◆ **Exercise description**:
For this exercise, return only the lines in the records below from the one holding "like [(273, 185)]." through the one holding "Query: asphalt road", including both, exactly as they appear and without pictures.

· · ·

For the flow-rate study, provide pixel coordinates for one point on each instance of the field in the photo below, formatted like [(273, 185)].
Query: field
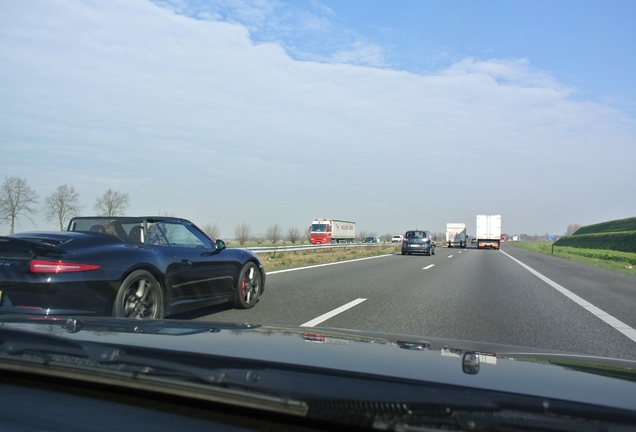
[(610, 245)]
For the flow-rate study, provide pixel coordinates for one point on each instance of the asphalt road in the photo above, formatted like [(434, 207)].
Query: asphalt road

· · ·

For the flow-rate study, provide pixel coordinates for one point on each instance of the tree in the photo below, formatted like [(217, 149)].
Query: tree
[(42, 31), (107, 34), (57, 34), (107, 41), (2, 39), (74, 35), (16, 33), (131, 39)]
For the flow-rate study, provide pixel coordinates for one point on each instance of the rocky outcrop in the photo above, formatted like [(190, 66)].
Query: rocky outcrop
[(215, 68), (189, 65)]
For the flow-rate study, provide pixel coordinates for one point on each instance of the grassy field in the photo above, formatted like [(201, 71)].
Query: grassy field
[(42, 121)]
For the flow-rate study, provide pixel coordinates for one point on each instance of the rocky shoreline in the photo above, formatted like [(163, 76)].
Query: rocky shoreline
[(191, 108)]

· · ·

◆ **Answer space**:
For the flow-rate study, provide pixel coordinates for one point on each instance of the field in the photo below, formatted like [(273, 185)].
Query: field
[(610, 245)]
For the flow-rate study, provide pixel coordinates for one point on each instance of the asphalt road in the photo above, formatted like [(434, 207)].
Query: asphalt road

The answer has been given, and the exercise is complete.